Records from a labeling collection
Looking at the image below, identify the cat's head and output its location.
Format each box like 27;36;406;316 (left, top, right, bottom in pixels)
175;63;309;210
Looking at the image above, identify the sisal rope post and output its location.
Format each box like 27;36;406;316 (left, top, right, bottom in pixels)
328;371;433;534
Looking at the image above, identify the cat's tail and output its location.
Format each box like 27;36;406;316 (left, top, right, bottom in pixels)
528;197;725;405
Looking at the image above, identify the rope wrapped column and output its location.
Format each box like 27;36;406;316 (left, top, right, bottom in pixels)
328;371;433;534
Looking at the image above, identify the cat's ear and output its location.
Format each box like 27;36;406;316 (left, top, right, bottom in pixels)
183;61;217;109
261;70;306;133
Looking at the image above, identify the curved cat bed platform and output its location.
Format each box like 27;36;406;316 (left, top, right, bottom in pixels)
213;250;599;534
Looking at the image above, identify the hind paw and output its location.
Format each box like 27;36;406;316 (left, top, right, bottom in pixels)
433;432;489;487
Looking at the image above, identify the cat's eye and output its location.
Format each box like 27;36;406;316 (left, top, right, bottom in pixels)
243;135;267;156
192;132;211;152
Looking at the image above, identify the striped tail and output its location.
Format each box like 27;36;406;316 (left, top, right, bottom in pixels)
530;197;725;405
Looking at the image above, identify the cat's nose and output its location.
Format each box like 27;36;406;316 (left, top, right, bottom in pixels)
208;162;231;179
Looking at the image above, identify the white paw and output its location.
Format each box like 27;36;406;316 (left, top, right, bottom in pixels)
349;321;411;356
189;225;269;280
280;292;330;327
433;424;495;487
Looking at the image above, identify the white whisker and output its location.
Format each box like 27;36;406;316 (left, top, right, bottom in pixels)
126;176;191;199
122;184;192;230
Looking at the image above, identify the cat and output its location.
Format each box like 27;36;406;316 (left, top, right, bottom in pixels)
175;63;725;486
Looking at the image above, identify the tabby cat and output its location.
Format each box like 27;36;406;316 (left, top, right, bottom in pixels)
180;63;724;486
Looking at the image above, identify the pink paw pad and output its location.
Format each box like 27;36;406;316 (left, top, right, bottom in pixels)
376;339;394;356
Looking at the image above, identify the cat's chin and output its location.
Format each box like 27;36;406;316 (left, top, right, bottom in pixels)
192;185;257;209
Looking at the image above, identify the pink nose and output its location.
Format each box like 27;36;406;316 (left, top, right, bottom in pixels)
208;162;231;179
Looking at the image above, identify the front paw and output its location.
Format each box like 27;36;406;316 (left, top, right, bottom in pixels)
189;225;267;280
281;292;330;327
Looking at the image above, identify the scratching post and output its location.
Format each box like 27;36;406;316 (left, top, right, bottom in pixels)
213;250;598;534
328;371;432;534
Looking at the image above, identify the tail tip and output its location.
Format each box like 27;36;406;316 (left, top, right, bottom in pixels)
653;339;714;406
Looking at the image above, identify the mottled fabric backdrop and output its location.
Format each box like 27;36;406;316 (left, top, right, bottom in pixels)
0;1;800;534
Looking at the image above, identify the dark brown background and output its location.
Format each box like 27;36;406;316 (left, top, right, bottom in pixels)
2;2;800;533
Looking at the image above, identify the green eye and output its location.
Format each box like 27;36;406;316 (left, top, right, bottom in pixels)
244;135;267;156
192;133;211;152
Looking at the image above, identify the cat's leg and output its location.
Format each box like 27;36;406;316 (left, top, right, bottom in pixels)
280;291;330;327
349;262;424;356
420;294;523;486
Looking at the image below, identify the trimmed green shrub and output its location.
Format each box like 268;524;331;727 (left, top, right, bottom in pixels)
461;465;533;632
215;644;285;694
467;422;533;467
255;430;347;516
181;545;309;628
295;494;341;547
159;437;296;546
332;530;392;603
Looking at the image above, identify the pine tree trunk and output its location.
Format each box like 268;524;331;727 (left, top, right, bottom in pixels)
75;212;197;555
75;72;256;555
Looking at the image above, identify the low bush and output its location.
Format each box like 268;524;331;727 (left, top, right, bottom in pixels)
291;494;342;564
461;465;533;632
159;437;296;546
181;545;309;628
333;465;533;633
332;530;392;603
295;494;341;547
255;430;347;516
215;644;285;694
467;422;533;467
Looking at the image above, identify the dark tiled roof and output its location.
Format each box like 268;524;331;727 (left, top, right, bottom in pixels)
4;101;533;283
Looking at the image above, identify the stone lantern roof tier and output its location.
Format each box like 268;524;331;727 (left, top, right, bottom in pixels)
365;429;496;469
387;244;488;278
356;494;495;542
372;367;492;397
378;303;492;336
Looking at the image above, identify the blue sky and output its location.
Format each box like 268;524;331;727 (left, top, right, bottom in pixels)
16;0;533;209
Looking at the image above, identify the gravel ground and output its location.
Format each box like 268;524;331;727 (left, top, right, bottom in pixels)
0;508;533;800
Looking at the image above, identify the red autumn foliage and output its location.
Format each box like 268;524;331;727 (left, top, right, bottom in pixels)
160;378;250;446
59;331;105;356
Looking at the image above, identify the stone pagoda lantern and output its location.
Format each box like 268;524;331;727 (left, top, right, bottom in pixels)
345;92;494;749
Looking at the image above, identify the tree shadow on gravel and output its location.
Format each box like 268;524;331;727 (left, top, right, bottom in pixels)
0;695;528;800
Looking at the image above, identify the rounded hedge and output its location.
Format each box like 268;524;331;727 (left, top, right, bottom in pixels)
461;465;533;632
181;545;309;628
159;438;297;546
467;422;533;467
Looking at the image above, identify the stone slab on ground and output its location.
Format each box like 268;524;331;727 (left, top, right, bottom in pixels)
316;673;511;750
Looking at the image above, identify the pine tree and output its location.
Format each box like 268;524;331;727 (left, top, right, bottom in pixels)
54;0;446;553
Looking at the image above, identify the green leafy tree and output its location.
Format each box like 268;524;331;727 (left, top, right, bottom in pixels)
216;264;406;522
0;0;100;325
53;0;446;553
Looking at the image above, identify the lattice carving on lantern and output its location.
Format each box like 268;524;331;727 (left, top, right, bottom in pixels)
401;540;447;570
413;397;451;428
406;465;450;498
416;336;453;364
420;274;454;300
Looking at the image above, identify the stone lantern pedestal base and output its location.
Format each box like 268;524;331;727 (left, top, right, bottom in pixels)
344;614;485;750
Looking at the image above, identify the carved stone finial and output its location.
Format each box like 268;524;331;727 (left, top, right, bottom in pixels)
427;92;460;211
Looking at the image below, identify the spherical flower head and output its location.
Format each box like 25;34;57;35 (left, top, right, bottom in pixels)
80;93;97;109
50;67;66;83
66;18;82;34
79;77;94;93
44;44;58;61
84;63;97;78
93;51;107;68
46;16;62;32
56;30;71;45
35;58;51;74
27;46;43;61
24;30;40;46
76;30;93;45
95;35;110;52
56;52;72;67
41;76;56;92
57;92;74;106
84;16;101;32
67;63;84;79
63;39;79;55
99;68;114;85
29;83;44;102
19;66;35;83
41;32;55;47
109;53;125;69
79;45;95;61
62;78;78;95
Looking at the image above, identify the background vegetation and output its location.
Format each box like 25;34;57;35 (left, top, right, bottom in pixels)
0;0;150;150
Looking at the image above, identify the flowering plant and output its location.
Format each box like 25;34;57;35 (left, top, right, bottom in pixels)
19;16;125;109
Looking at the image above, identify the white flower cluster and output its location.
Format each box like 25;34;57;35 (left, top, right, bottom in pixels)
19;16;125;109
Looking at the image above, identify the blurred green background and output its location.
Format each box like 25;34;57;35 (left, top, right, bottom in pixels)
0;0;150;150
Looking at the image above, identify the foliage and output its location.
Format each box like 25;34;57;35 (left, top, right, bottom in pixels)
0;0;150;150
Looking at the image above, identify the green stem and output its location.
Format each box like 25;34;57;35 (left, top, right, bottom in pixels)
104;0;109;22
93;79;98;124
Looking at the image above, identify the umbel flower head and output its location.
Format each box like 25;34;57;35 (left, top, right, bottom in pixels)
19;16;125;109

**Work to complete**
Write out again, word for word, the lines from the one containing "Looking at the image above, identify the dark brown" up to and including the one containing "75;72;256;555".

**Result of the exercise**
Looking at the image above, identify the dark brown background and output its location.
Format each box like 27;36;406;316 (left, top, right, bottom in pixels)
2;2;800;533
Looking at the image above, identify the green eye and output its location.
Format each box like 27;36;406;316 (left, top, right, bottom in pixels)
244;135;267;156
192;133;211;152
Looking at the image above, identify the cat's leg and output its location.
Format each box like 27;36;406;316 (left, top, right, bottom in pixels)
280;291;330;327
349;262;424;356
420;294;523;486
Looking at the image below, identify the trimmed green shrub and output its location.
Format each box like 268;524;331;727 (left, top, right, bottom in pixels)
461;465;533;632
215;644;285;694
467;422;533;467
255;430;347;516
181;545;309;628
295;494;341;547
159;437;296;546
332;530;392;603
Looking at the image above, identify the pine tree trunk and output its location.
Format each box like 268;524;331;727 (left, top, right, bottom in pixels)
75;212;197;555
75;72;256;555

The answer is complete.